● **STATED TASK**
Reproduce the full listing that appears beneath this instruction exactly.

═══

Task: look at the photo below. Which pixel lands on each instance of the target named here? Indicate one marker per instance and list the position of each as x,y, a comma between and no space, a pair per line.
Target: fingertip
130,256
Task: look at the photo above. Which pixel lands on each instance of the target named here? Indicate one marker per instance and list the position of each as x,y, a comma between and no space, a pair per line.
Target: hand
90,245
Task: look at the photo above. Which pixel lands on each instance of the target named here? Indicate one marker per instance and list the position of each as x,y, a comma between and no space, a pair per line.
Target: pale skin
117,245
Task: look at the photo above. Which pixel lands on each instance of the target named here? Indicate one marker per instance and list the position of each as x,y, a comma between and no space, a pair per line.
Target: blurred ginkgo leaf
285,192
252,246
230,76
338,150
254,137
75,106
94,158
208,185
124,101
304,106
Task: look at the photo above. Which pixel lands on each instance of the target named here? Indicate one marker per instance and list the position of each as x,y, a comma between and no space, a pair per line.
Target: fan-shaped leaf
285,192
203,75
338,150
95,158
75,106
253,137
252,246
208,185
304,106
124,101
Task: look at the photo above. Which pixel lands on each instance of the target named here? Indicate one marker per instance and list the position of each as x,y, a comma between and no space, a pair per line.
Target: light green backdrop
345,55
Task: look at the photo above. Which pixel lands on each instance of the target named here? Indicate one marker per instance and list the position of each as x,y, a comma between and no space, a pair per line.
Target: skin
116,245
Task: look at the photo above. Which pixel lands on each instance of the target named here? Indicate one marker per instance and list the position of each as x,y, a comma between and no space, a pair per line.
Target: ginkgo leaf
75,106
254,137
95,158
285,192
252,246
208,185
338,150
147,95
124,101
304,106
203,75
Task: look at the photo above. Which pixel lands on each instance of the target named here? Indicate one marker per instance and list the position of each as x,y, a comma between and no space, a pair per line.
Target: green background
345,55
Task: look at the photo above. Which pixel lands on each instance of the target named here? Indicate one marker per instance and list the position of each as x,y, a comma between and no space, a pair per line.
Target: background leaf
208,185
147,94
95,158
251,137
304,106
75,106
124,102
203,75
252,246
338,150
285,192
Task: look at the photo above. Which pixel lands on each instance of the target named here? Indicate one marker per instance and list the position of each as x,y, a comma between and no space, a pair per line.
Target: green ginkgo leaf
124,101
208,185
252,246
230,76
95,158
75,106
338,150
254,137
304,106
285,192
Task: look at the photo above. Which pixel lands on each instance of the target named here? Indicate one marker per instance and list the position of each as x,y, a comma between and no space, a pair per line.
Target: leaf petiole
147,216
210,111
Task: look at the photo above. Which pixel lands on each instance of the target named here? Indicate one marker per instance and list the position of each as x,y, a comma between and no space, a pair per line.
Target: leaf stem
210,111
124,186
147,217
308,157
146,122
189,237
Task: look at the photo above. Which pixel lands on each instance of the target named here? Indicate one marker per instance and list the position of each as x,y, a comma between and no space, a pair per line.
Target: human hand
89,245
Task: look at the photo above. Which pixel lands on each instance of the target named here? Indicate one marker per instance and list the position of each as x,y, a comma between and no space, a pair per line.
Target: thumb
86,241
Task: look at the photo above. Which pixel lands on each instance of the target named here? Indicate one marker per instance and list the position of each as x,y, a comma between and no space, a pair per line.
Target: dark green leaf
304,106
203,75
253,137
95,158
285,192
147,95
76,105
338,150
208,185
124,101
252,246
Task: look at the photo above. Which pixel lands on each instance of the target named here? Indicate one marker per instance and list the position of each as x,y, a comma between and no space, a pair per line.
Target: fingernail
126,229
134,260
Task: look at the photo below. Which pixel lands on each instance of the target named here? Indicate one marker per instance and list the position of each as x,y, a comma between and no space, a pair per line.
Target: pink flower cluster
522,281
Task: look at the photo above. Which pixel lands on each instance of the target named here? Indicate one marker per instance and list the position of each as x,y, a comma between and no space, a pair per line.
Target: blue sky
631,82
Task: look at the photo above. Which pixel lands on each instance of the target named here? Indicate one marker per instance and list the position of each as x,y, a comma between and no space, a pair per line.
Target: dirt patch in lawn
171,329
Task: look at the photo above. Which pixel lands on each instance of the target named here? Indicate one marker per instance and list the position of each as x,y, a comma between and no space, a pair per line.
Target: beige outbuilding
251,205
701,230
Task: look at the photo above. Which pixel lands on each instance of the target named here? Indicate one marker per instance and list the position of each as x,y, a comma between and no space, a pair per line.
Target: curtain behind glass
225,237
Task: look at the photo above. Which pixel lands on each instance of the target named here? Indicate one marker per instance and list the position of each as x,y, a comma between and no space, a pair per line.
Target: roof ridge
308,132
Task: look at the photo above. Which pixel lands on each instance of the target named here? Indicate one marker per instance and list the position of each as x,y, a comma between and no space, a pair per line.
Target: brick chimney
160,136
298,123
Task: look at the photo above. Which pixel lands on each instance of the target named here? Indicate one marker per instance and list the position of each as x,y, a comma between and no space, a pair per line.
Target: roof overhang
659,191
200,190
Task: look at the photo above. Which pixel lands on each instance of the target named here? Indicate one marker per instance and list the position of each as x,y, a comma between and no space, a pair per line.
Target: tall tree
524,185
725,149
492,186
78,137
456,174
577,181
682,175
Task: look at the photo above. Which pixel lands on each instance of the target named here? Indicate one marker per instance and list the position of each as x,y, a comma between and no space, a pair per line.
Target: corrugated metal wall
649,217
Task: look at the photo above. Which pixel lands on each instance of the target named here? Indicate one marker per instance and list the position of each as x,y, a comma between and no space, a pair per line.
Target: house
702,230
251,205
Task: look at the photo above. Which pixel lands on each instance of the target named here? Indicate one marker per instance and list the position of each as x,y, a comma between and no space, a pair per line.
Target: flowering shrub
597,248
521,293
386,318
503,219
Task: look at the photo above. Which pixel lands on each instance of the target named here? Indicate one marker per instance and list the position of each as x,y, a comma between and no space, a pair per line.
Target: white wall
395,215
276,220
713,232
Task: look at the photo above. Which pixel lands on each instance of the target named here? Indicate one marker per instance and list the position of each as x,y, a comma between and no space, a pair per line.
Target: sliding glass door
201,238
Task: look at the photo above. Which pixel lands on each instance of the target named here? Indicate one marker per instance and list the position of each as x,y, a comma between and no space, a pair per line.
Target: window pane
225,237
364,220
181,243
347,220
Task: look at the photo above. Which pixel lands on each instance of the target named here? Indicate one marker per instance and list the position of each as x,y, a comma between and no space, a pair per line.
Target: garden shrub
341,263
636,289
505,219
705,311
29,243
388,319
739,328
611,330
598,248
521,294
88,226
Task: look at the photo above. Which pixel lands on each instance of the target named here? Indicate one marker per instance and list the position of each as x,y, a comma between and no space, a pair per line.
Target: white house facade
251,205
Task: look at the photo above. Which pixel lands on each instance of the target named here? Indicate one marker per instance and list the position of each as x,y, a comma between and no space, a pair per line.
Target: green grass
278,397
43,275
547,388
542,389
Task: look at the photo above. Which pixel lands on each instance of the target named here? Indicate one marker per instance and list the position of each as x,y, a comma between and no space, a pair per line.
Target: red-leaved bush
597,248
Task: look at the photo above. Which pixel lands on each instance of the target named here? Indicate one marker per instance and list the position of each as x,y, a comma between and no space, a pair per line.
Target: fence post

═══

● **EXERCISE RESULT**
Task: look at the photo below. Which pixel lands on each instance of the target named here? Indicate one marker per instance and list the position of each as x,y, a comma between and no space, a pair per line.
Target: fingertip
130,256
Task: look at the photo above. Which pixel lands on each instance of the target named here? Indicate one marker per instance and list the position of each as x,y, a comma between and no space, a pair per line.
Target: hand
90,245
Task: look at the photo above. Which pixel lands on each instance of the target named here? Indicate one marker per instance and list the position of each as x,y, a comma between and no space, a pair per line.
Target: pale skin
117,245
Task: look at the photo above. Which pixel lands on each instance of the target named here? Indicate one marker per instance and list the position of each as x,y, a comma between and no space, a pair per line.
Target: blurred ginkgo leaf
285,192
252,246
230,76
338,150
254,137
75,106
94,158
208,185
124,101
304,106
Task: look at the photo above. Which pixel lands on each instance of the target named here? Indicate one marker per instance and list the position of each as x,y, a comma between and no space, a pair per line.
Target: fan-shaped leaf
285,192
203,75
338,150
95,158
75,106
253,137
252,246
208,185
304,106
124,101
Task: look at the photo above. Which pixel lands on each instance of the target named here? Indicate one marker per instance and list the position of each as x,y, a comma between and no space, a pair per line.
Target: light green backdrop
345,55
Task: look at the photo above. Which pixel lands on each instance of the target named here? Indicate one marker per instance and list the position of each as x,y, a comma between and no space, a pair per line.
Target: skin
116,245
Task: look at the photo above. Which pixel lands on each instance of the target named here? Indicate one marker per instance and list the position of each as x,y, a comma between and no space, a pair per line.
Target: ginkgo leaf
75,106
254,137
95,158
285,192
252,246
208,185
338,150
147,95
124,101
304,106
203,75
Task: look at the photo above. Which pixel lands on each instance of the target named here? Indicate one marker per instance and list the position of each as x,y, a comma between and no space, a pair per line.
Target: green background
345,55
Task: look at the photo above. Which pixel lands on each instance of the target named here? Indicate one marker per instance and list the position of each as x,y, a comma between and no space, a pair per line.
Target: background leaf
208,185
147,94
95,158
251,137
304,106
75,106
124,102
203,75
252,246
338,150
285,192
Task: look at the photo above. Which pixel lands on each instance of the target named here? Indicate one marker per instance and list the position of each as x,y, a comma between and no space, a pair per line.
Target: green ginkgo leaf
124,101
208,185
252,246
230,76
95,158
75,106
338,150
254,137
304,106
285,192
Task: look at the photo above. Which pixel lands on each instance of the target named here? Indicate one marker per instance and list the position of each as x,y, a comma between and no space, a pair per line.
Target: leaf petiole
147,216
210,111
Task: look at the photo above. Which pixel lands on each instance of the target named here? Indicate one marker per instance and list the position of each as x,y, a comma between and no space, a pair per line.
Target: leaf stem
210,111
124,186
147,217
308,157
146,122
189,237
Task: look at the photo above. Which pixel lands on each instance of the target named here? Indicate one marker per instance and list the position of each as x,y, a comma between and no space, a pair per line.
Target: human hand
89,245
Task: look at the photo above. Which pixel lands on each instance of the target named here? Indicate one marker per instance and list the position of each as x,y, a comma between and no space, a pair per line.
Target: thumb
86,241
Task: look at the photo above. Which pixel lands on each instance of the target named here? Indicate one marker per instance and list the position of each as x,y, a comma between and no space, a pair per line.
Target: dark green leaf
304,106
203,75
253,137
95,158
285,192
147,95
76,105
338,150
208,185
124,101
252,246
Task: look at the photo above. Which pixel lands on each instance of the target named here? Indicate one marker per instance and list the position of each as x,y, a comma between and no space, a pair per line.
Target: fingernail
126,229
134,260
Task: look at the photo below. Which pixel lands on each instance of the target named here? Indicate one marker per instance and list the position of each as x,y, a comma between and no space, a pair per line.
Target: pink flower cluster
522,281
Task: look at the photo above. Which pixel lands on each instance of the target named here? Indicate one marker per instance and list the position of each as x,y, a comma between and no space, a pair per line.
Target: blue sky
631,82
Task: look at the photo above. Which pixel lands on each instance of the target named here? Indicate one marker per instance and list the position of each as x,y, a comma between and no space, a pair per line.
Target: dirt patch in lawn
171,329
Task: look at the photo above. Which pixel lands on each instance of the target named here? Indicate one marker per instance and list the position of each as x,y, a comma between and no space, a pair per line.
Target: beige outbuilding
251,205
701,230
Task: look at the photo above. Which pixel lands on each instance of the target named here? Indicate one marker per instance and list the position of each as x,y, a comma between and no space, a pair per line.
Target: curtain behind glass
225,237
Task: look at the photo above. Which pixel lands on each instance of the target named here? Indicate one marker per instance and list the position of each as x,y, a comma between and no space, a pair per line.
Target: roof ridge
308,132
Task: look at the photo above. Which pixel lands on each instance of the target named here? Indicate one marker per instance and list the position of each as x,y, a comma between and no space, a pair per line.
Target: brick chimney
160,136
298,123
Task: look at the photo above. Which pixel lands on each instance of the target named here? Indicate one marker per instance and list the position of each as x,y, a comma between and no space, a pair per line.
Target: roof overhang
659,191
200,190
Task: look at the photo above. Which pixel lands on each instance of the target named here? Indicate one marker per instance and list the position of each as x,y, a comma between and no space, a pair per line.
Target: tall tree
524,185
725,149
492,186
78,137
456,174
577,181
682,175
Task: look at the photo above. Which pixel lands on each instance of the target named here? Indicate one marker per instance and list the position of each as x,y, a comma between and no space, a pair per line.
Target: corrugated metal wall
649,217
Task: look at the photo above. Which pixel lands on each instance of the target named here? Indicate one marker per instance and list the position of each as x,y, a comma between and no space, a pair per line.
Target: house
702,230
251,205
Task: look at the photo above. Which pixel lands on each instance of the target named here? Indicate one marker per instance and list the position of each as x,y, a comma between and no space, a pair per line.
Target: flowering shrub
597,248
521,293
386,318
503,219
Task: look at the photo above. Which pixel lands on each instance of the target named here? Indicate one marker per instance and list the position of each as x,y, a comma between and no space, a pair per line.
Target: white wall
395,215
276,220
713,232
Task: look at the photo above. Which pixel lands on each instance of the target named here? Indicate one marker per instance and list the position of each as x,y, a comma between and no space, a pair per line.
Target: sliding glass door
201,238
Task: look at the photo above. Which pixel lands on each instance of the target named here? Indicate one marker per instance and list the position of each as x,y, a comma between and no space, a pair per line.
Target: window pane
225,237
364,220
181,243
347,220
Task: look at the photo above. Which pixel lands on each instance of the target named here? Indicate one marker per instance and list the position of each as x,y, a comma between and no space, a pair per line.
Target: garden shrub
341,263
636,289
505,219
705,311
29,243
388,319
739,328
611,330
598,248
521,294
88,226
Task: look at the photo above. Which pixel lands on each instance of the target named here? Indicate one marker per instance and list the position of each as x,y, a comma between and no space, a pair per line.
Target: white house facade
251,205
Task: look at the photo above. Which pixel lands on each instance of the target named here? Indicate one marker per instance and list the position of each as x,y, a comma between and no space, a pair per line.
Target: green grass
278,397
43,275
547,388
542,389
Task: look at the photo above. Which pixel lands on each instance of the target named here? Indicate one marker per instance and list the position of each as x,y, a comma between and no space, a pair per line.
Target: red-leaved bush
597,248
Task: look at the photo above. Which pixel lands on each instance of the target named here? Indicate one marker per instance and list the position of each as x,y, a comma between and no space, a pair per line.
Target: fence post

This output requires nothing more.